Records for the exercise »
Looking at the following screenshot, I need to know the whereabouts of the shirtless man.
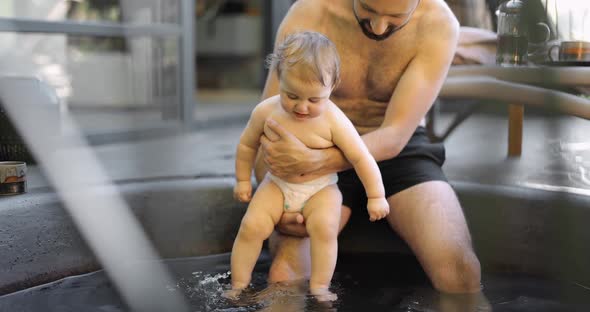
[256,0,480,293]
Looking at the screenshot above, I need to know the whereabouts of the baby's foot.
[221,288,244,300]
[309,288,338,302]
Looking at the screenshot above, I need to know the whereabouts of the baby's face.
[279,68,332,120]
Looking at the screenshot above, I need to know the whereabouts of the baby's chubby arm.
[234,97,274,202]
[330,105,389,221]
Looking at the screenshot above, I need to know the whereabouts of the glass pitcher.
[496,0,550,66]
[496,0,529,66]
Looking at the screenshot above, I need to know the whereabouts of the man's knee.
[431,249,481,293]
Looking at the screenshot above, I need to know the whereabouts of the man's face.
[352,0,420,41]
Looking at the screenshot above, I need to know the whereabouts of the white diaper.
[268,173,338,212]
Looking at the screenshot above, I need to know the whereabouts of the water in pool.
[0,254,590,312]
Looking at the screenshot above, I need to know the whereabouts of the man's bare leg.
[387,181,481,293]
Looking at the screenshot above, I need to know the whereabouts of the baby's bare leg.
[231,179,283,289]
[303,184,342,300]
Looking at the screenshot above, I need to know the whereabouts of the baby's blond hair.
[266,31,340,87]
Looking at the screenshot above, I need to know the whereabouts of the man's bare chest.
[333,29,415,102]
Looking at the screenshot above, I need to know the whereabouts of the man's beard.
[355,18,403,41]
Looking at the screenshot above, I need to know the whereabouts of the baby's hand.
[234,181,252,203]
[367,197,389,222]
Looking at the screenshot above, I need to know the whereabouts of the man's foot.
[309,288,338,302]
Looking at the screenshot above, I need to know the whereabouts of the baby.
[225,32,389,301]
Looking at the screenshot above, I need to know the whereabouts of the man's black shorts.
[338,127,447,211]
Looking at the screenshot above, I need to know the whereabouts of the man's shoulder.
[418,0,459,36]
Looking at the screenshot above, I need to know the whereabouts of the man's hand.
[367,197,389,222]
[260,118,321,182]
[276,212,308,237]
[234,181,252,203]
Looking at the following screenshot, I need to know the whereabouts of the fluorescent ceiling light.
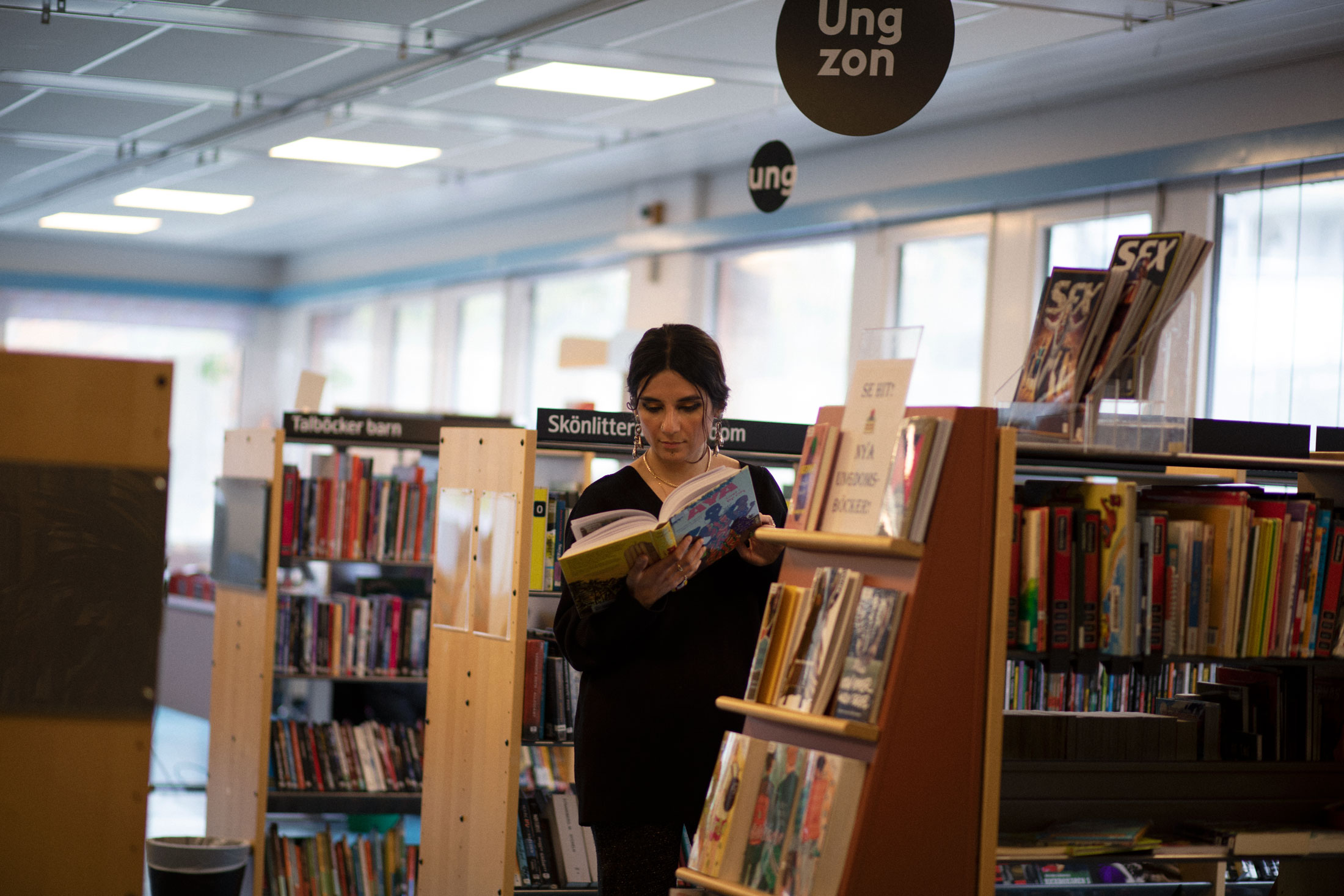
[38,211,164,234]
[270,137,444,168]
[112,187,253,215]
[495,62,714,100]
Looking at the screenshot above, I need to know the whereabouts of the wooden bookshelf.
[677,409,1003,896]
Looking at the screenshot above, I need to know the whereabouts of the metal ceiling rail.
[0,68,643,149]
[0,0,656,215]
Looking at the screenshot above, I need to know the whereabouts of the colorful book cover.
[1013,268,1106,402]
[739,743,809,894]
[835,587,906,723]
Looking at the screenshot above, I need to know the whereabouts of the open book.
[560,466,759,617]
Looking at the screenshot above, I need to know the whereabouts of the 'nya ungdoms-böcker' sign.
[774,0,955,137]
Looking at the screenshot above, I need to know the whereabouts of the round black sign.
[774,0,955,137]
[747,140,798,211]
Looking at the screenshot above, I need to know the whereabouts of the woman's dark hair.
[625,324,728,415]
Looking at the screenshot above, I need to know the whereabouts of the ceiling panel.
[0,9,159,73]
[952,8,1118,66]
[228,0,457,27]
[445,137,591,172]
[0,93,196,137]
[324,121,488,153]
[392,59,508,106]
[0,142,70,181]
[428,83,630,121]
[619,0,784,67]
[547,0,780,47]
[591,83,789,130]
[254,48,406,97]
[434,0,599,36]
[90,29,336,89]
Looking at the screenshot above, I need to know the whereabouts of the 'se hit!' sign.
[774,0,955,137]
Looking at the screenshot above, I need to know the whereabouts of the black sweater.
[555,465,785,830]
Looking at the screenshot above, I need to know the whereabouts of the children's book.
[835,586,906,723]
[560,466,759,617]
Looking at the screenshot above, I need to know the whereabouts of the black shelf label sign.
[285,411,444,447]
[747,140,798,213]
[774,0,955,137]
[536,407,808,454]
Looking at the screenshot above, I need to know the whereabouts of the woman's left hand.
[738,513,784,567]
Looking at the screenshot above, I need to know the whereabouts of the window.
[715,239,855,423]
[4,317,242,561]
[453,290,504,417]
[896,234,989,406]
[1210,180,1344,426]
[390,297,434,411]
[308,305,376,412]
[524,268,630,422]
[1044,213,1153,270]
==
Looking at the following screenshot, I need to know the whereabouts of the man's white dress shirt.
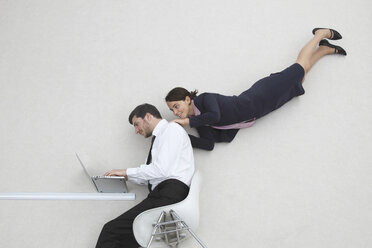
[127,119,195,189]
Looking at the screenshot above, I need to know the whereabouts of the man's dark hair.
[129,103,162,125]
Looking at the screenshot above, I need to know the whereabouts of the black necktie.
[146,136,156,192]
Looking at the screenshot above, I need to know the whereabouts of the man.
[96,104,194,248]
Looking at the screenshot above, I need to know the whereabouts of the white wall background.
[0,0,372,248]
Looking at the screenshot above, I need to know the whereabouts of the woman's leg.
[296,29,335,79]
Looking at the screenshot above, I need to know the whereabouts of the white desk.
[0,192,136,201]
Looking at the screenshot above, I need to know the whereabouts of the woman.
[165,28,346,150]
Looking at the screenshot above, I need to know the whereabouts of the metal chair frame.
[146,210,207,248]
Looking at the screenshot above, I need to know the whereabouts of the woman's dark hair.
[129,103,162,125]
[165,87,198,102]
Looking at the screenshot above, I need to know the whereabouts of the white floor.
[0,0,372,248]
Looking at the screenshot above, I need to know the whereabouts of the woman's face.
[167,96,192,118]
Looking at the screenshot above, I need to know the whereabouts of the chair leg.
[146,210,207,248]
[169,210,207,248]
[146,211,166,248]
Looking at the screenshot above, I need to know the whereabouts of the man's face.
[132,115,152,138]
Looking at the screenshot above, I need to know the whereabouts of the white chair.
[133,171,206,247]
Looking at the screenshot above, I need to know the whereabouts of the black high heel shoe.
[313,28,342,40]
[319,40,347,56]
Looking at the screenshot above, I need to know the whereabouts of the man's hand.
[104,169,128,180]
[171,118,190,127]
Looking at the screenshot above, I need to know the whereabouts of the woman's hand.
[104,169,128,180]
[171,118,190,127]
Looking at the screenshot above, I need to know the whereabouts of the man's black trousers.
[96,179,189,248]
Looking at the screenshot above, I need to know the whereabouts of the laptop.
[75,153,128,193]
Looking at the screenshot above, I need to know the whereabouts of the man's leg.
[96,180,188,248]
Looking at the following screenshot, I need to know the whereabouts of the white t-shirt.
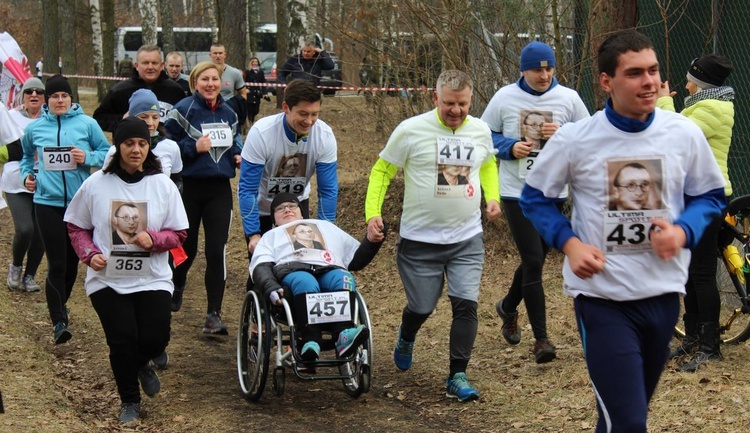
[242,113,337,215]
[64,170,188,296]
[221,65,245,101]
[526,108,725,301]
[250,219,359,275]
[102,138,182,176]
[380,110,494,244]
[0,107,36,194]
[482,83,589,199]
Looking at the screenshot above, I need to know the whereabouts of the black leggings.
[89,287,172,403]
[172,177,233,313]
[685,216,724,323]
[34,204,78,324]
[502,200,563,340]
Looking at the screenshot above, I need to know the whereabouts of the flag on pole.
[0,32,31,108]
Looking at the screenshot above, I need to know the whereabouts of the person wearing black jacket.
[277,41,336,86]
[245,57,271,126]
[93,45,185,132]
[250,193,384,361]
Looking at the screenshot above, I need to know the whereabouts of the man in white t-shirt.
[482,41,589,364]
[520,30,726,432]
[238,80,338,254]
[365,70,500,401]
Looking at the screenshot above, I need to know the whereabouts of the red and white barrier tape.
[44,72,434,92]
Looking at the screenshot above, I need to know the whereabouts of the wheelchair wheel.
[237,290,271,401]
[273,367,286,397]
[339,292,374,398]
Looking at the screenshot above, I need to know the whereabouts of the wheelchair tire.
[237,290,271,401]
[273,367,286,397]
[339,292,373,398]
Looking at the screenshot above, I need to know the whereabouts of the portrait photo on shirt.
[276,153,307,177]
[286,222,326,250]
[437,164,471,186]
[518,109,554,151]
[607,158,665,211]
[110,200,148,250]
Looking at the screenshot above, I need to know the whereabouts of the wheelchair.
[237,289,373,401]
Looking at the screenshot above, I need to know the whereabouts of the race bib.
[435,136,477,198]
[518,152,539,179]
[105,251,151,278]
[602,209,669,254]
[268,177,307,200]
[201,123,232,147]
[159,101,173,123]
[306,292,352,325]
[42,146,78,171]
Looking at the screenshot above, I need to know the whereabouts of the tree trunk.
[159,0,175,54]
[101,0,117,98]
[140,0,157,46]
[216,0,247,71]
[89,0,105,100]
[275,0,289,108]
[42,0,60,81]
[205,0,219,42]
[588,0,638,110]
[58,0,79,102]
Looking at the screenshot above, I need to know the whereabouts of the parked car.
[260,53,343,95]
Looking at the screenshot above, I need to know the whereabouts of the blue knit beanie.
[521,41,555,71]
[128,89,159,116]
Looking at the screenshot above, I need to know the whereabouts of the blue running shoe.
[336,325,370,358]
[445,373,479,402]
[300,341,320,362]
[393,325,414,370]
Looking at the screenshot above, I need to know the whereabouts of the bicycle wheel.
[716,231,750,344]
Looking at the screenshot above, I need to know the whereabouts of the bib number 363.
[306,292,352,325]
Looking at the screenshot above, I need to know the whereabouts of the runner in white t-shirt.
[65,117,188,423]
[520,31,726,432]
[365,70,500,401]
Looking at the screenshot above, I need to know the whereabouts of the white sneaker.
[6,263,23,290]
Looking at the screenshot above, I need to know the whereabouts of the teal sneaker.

What is needed »
Copy the listing line for line, starting at the line that contains "the shirtless man." and ending after the line that contains "[338,127,447,211]". Leave the pictures out of your copy.

Full solution »
Looking at the following screenshot, I need to know the whereabouts of the shirtless man.
[256,0,480,293]
Looking at the screenshot above, I need to know the whereabouts of the baby's foot.
[221,288,244,300]
[309,288,338,302]
Looking at the screenshot above, I need to know the whereabouts of the baby's face.
[279,68,332,120]
Looking at the screenshot above, I need to know the whereabouts of the baby's chubby arm.
[234,97,274,202]
[330,105,389,221]
Looking at the screenshot above, I need to know the whereabouts of the glass pitcher.
[496,0,550,66]
[496,0,529,66]
Looking at the screenshot above, I need to know the whereabouts of the man's knee.
[431,249,481,293]
Looking at the screenshot above, I need to know the whereabouts of the man's face.
[352,0,420,41]
Looking at the screenshot above, I need to know the whereabouts of the white diaper.
[268,173,338,212]
Looking at the screenshot above, I need to know the whereabouts of the water in pool.
[0,254,590,312]
Looking at the screenshot above, I need to know the whereabouts of the man's bare leg.
[387,181,481,293]
Looking at the screenshot above, I need to know the whereabouts of the baby's bare leg.
[231,179,283,289]
[303,184,342,300]
Looking at the screenshot above, I need to know the whereabouts of the baby's blond hair.
[266,31,340,87]
Looking at the screenshot above, I need to know the whereabouts of the man's bare chest.
[333,29,415,102]
Looking at the screenshot above, I need to know the whereabouts of the man's beard.
[355,18,403,41]
Looking at the screenshot above, I need to know the whereabouts of the baby's hand.
[234,181,252,203]
[367,197,389,222]
Looking at the screenshot above, I need to know the whereabouts of the man's foot.
[309,288,338,302]
Looking at the screenshot above, I need to know the whereabouts of the baby.
[225,32,389,301]
Looking at the screenshot above, I need to know the whereabouts of the man's black shorts.
[338,127,447,211]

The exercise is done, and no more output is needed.